* **TASK TO CARRY OUT**
Each line of the data has to be transcribed exactly.

* **TASK INPUTS**

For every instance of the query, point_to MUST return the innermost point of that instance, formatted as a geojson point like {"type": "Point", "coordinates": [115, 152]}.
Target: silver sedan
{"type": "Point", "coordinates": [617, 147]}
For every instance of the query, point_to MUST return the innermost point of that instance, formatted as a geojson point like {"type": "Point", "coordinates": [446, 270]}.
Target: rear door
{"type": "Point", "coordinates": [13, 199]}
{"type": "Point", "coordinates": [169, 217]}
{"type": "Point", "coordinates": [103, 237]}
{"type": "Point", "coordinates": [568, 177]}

* **RESPONSE**
For every instance of the query, point_to MUST return the innermost point of that instance, formatted as a geojson point like {"type": "Point", "coordinates": [115, 152]}.
Target: silver sedan
{"type": "Point", "coordinates": [617, 147]}
For every instance of the query, point_to MUST return the innermost point of that instance, formatted as a geojson point like {"type": "Point", "coordinates": [446, 270]}.
Target: rear door
{"type": "Point", "coordinates": [13, 199]}
{"type": "Point", "coordinates": [169, 217]}
{"type": "Point", "coordinates": [103, 237]}
{"type": "Point", "coordinates": [568, 177]}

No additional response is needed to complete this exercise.